Which US State Produces The Most Strawberries?

Strawberries are like nature's candy, small, shiny, red, and most importantly, wicked sweet, but, believe it or not, strawberries (Fragaria ananassa) aren't technically a berry. When you bite into what smells, looks, and tastes like a berry, you are actually eating from a more complex plant, part of the rose family native to the Northern Hemisphere (via Britannica).

Strawberries have always been versatile. The University of Missouri claims the Romans believed they were a symbol of Venus, they were used as a medicine for almost every ailment, masons carved strawberry designs into cathedrals and altars, and some of the nobles in Emperor Napoleon's court even went so far as to bathe in strawberries. And while strawberries might not be a cure-all for ailments, Healthline reports that they are actually an excellent source of vitamin C, vitamin B9, manganese, potassium, and antioxidants which are beneficial for the heart. It's clear that strawberries have always been highly revered, and today they are obsessively enjoyed in the United States.

The Golden State strawberry

According to the Farmers' Almanac, Americans reportedly consume an average of 3.4 pounds of fresh strawberries every year, which makes sense considering how much we love strawberry jam, pie, panna cotta, and crumb cakes, and eating them covered in chocolate. The growing demand for strawberries has forced production to increase over the past few decades.

Strawberries today are grown coast to coast, but the USDA states that 90% of the 1.34 million tons of strawberries produced in the U.S. this last year are from the Golden State of California (via Statista). This news is made even sweeter because of the state's commitment to sustainable farming; in fact, California Strawberries claims that California produces the most organic strawberries in the world. See California tells us that the state's sunny year-long growing season allows for a higher strawberry yield, 75% of which are harvested for fresh consumption while the rest is frozen and packaged.

Where in the world do strawberries grow?

Strawberries thrive in California because they like to grow in full sun between 50 and 80 degrees Fahrenheit, which California offers. Still, the U.S.'s personal salad bowl state isn't the only palace strawberries grow (via the University of Florida). Florida is also a Strawberry producer, but unlike California, it has a limited growing season. Sarasota magazine states that Florida's strawberry growing season begins in November and ends in April, but while California grows a whopping 90% of the U.S.A.'s total strawberry production, Florida only produces 8%. So, the odds are that when you're buying strawberries from the grocery store in the United States, they likely come from the West Coast, not the East.

> **Work instructions**
Can you copy the strawberry article word for word, from "Strawberries are like" to "Hemisphere (via Britannica)."?

> **Extracted entries**
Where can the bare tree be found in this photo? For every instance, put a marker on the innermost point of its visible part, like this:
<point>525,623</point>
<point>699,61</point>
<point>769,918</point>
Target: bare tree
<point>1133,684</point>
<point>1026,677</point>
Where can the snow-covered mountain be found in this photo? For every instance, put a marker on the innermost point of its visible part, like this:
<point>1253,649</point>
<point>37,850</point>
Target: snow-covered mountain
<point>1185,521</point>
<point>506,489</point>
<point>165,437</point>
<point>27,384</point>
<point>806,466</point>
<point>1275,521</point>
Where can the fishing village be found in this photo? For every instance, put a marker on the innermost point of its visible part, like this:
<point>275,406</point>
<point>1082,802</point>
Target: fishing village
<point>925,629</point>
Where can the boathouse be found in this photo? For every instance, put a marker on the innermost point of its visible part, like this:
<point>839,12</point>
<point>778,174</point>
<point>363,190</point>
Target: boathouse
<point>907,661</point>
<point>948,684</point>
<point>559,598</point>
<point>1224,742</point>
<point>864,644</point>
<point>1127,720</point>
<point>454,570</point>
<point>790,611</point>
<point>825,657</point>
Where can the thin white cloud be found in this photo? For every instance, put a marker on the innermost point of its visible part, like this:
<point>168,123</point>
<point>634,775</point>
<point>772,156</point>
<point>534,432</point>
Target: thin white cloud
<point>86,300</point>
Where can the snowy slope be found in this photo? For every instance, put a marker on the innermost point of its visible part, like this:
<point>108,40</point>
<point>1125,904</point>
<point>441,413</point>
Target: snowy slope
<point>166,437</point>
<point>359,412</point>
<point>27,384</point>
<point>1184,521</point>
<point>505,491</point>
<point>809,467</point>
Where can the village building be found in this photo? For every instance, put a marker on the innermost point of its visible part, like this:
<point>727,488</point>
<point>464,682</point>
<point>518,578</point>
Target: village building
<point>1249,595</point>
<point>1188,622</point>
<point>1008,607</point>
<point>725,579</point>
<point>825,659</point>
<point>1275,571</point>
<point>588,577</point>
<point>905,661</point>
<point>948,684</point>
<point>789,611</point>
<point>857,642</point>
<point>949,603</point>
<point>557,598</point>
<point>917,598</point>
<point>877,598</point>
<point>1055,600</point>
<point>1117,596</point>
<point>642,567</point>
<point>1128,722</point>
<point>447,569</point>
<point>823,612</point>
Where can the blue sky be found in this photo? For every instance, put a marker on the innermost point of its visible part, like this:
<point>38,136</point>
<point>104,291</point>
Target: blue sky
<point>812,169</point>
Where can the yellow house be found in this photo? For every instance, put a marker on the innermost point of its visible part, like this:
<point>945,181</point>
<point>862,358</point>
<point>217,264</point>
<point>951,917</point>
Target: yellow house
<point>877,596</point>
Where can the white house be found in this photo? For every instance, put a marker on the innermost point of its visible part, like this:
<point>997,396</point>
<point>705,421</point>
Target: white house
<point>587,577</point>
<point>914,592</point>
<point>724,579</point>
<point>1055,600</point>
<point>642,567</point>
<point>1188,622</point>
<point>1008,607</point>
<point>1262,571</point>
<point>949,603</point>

> **Written response**
Strawberries are like nature's candy, small, shiny, red, and most importantly, wicked sweet, but, believe it or not, strawberries (Fragaria ananassa) aren't technically a berry. When you bite into what smells, looks, and tastes like a berry, you are actually eating from a more complex plant, part of the rose family native to the Northern Hemisphere (via Britannica).